▸ Passage given
An important part of problem-solving is finding and removing barriers to progress, when people are trying to do a desirable thing and can't because they're blocked. So then you have to figure out what's stopping them and get rid of the barrier or create a way around it.

A related type of problem is what's called a "gravy stain" problem in a volunteerism handbook I read. Sometimes there's an unpleasant side effect to a desirable program -- in the sample, cheap containers on charity meals meant the delivery people always wound up with spilled gravy in their cars. Then you have to find what's annoying people so much that they avoid the program, and change things to be less annoying.

Government-run systems tend to be clunky and frustrating, so people frequently avoid them. Making services more user-friendly and sane would help a lot. This can often be achieved by doing them at the local level, and preferably, by other groups besides the government so it doesn't have to get involved. Frex, a temp service for people of variable health could be run by and for the partially-able, as a business. That childcare co-op is another good idea, even though it didn't work out in your case. I've seen a bare handful of Christian charities that seriously impressed me because they didn't proselytize much, just set about that "give everything you have to the poor, and follow me" thing.

▸ Record set
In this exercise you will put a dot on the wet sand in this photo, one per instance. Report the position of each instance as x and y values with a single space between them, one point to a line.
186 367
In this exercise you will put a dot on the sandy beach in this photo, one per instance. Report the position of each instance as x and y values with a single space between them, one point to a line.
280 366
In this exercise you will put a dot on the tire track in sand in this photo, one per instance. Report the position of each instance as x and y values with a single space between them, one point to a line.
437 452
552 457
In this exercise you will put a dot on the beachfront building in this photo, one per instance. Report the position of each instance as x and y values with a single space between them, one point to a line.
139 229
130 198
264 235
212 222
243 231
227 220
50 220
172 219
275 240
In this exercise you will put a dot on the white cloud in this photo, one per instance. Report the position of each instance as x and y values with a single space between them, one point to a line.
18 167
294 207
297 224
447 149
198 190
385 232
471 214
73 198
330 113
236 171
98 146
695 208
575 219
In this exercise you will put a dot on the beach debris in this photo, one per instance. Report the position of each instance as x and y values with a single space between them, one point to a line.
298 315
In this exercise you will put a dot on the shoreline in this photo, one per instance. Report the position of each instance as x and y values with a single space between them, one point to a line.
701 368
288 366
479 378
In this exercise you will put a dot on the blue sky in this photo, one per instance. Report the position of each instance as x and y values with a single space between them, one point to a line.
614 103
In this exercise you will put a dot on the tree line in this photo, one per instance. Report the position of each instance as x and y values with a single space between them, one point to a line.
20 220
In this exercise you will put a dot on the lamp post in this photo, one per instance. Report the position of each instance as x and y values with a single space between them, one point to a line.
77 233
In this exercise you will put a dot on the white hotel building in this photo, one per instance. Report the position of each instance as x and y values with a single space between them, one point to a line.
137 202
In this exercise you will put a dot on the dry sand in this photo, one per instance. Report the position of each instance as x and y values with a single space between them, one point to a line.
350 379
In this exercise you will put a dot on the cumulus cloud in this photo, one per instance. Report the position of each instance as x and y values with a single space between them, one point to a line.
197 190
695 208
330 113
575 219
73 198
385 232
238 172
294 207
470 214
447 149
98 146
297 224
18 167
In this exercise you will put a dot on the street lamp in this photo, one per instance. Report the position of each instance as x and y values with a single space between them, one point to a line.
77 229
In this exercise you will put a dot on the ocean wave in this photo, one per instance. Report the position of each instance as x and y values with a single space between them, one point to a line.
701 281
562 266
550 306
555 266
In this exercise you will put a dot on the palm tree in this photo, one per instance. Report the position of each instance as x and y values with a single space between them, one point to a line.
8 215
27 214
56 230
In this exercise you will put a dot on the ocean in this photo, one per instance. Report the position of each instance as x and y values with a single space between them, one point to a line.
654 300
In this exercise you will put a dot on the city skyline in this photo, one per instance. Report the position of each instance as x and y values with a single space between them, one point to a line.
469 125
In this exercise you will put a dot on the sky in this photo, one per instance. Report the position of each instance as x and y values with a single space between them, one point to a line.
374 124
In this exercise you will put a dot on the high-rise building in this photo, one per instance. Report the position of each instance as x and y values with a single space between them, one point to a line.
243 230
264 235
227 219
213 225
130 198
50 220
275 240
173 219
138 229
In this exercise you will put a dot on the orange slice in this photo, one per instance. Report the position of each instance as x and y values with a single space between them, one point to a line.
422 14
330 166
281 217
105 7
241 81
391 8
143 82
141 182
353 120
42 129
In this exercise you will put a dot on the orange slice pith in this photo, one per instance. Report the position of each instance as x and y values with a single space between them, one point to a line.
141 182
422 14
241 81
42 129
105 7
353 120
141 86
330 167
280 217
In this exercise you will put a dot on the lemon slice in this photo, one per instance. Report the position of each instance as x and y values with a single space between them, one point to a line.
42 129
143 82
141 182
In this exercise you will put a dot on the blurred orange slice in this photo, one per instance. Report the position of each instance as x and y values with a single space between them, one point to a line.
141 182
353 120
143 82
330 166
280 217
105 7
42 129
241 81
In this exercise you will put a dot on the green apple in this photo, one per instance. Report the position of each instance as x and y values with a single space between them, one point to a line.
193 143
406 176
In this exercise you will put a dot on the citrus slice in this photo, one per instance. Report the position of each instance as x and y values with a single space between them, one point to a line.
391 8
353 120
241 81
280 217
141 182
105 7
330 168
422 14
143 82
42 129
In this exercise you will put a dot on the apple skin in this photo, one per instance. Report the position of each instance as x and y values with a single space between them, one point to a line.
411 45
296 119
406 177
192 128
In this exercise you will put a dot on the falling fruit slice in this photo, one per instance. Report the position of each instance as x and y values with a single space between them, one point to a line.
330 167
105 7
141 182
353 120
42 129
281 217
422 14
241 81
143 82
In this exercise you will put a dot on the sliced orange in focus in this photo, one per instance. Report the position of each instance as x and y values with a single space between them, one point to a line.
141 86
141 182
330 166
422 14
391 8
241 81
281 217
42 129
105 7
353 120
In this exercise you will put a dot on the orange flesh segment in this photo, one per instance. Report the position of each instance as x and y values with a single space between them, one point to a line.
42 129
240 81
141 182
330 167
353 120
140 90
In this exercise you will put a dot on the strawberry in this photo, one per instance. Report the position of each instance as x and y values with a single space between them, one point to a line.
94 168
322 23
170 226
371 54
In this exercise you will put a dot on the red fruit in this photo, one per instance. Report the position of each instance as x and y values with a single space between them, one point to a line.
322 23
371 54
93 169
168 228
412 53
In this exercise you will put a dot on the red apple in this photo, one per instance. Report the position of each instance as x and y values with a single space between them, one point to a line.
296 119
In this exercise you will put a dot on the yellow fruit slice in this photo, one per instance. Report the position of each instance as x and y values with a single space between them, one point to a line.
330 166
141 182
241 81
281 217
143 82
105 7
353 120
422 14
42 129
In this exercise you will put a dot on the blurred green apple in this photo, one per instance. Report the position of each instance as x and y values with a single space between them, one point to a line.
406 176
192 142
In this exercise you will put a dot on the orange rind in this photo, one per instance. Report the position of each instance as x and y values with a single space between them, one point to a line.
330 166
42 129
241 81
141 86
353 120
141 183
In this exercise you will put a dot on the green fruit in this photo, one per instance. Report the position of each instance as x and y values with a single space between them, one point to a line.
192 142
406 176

▸ Set problem A
Copy out the passage on problem-solving from "An important part" to "way around it.".
▸ Set problem B
In the passage on problem-solving, what caused the delivery people in the "gravy stain" example to end up with spilled gravy in their cars?

▸ Full response A
An important part of problem-solving is finding and removing barriers to progress, when people are trying to do a desirable thing and can't because they're blocked. So then you have to figure out what's stopping them and get rid of the barrier or create a way around it.

▸ Full response B
Cheap containers on the charity meals.